Section 11: Recommendations for commissioners of healthcare

In 2017, the National Falls Prevention Coordination Group with Public Health England (PHE) produced a falls and fracture consensus statement and resource pack with the aim of reducing falls and fracture risk and improving management of fractures, including secondary prevention ( The guidance is aimed at local commissioning and strategic leads in England with a remit for falls, bone health and healthy ageing. Following this, NHS RightCare, working with PHE and the Royal Osteoporosis Society (ROS), developed a Falls and Fragility Fractures Pathway ( which defines three priorities that commissioners responsible for falls and fragility fractures should optimise as a priority:

  1. Falls prevention
  2. Detecting and managing osteoporosis
  3. Optimal support after a fragility fracture.

The ROS has developed an online Fracture Liaison Service Implementation Toolkit ( designed to enable FLS Commissioning.

In England, the move to Integrated Care Systems (ICS) provides an opportunity to embed enhanced pathways of care for patients at risk of fragility fracture, including imminent fracture risk 310, as part of routine service delivery, for example enabling direct referrals between different secondary care services to streamline patient care pathways.

Saved entries
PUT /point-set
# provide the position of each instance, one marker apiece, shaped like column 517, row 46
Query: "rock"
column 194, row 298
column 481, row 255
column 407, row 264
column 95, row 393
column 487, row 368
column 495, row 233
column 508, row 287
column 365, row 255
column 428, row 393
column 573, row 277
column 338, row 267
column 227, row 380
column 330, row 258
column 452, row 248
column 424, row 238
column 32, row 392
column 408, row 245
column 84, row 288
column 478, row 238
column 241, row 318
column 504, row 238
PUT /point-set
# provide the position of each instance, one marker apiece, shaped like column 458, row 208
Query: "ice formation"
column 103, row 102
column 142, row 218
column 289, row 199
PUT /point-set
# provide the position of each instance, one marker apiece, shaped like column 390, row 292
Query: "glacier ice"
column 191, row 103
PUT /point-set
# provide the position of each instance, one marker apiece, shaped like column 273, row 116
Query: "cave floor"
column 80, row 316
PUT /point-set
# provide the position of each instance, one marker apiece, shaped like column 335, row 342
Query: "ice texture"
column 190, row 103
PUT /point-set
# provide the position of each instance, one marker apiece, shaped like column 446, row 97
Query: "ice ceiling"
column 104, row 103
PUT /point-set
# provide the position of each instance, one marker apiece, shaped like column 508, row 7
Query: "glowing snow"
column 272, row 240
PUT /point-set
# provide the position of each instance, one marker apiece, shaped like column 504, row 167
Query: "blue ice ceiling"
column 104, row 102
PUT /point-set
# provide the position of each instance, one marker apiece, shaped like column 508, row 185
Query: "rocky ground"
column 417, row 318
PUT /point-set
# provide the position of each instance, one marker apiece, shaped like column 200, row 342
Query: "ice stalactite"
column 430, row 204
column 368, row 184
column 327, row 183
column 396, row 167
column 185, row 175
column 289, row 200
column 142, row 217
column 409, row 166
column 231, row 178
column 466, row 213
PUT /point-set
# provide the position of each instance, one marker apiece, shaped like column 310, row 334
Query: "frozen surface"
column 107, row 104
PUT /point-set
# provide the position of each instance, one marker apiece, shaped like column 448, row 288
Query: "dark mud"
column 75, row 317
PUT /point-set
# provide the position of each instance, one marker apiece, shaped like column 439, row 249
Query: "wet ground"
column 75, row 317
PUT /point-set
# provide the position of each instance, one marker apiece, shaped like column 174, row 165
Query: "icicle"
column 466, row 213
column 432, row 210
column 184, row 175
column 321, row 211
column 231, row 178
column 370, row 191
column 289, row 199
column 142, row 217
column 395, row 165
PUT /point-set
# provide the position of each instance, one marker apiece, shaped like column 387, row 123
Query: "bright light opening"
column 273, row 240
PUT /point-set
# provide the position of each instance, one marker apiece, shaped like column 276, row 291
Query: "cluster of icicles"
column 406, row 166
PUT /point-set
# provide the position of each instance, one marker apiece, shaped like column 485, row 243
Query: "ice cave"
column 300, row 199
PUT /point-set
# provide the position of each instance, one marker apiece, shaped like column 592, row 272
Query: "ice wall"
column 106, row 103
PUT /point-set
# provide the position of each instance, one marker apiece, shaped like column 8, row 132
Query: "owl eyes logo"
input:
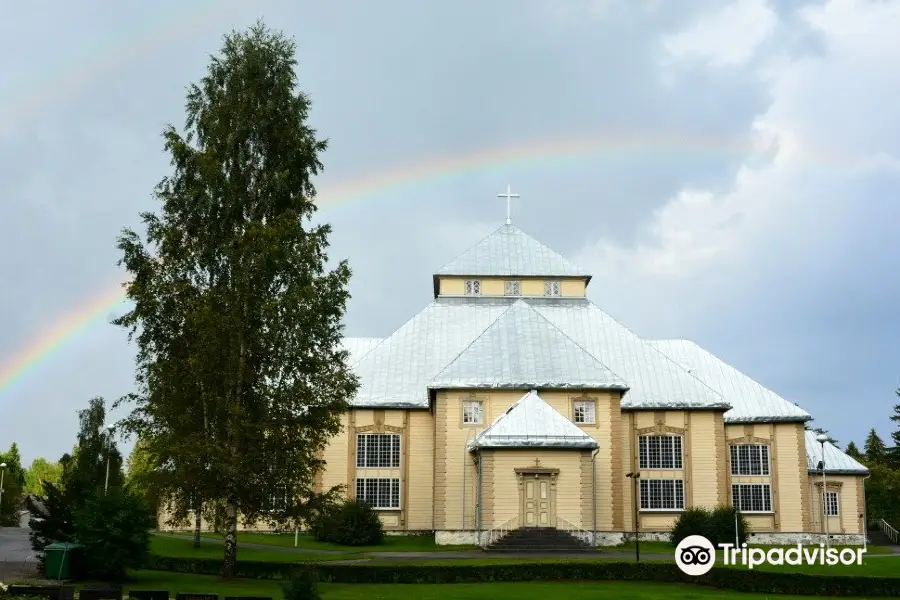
column 695, row 555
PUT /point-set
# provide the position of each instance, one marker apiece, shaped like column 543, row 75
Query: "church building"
column 512, row 400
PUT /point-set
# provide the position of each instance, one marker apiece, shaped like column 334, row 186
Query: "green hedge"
column 760, row 582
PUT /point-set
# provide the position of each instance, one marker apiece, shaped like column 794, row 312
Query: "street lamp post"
column 2, row 472
column 109, row 433
column 634, row 476
column 822, row 438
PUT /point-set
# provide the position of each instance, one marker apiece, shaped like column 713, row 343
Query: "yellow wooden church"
column 512, row 401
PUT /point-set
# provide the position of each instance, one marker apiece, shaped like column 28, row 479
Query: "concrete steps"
column 539, row 539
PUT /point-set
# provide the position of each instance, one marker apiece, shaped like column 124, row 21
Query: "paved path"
column 422, row 556
column 15, row 545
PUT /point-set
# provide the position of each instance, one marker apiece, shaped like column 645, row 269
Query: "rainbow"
column 533, row 153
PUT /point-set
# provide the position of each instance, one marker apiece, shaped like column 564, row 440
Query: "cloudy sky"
column 728, row 171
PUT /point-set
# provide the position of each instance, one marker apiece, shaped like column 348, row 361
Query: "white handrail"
column 889, row 531
column 499, row 531
column 574, row 530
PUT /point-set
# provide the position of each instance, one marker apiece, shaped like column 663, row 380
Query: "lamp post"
column 634, row 476
column 737, row 539
column 109, row 433
column 822, row 438
column 2, row 472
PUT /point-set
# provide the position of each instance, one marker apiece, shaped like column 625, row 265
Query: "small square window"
column 585, row 412
column 831, row 504
column 473, row 412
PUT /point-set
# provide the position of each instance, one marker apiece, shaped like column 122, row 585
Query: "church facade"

## Required action 1
Answer these questions about the commissioning section:
(a) In what year did the National Falls Prevention Coordination Group with Public Health England produce a falls and fracture consensus statement and resource pack?
(b) What is the third priority defined by the Falls and Fragility Fractures Pathway?
(c) What has the ROS developed to enable FLS Commissioning?
## Required action 2
Repeat word for word the part of the commissioning section from "In England, the" to "patient care pathways.".
Rely only on the commissioning section for your answers.

## Written response 1
(a) 2017
(b) Optimal support after a fragility fracture
(c) An online Fracture Liaison Service Implementation Toolkit

## Written response 2
In England, the move to Integrated Care Systems (ICS) provides an opportunity to embed enhanced pathways of care for patients at risk of fragility fracture, including imminent fracture risk 310, as part of routine service delivery, for example enabling direct referrals between different secondary care services to streamline patient care pathways.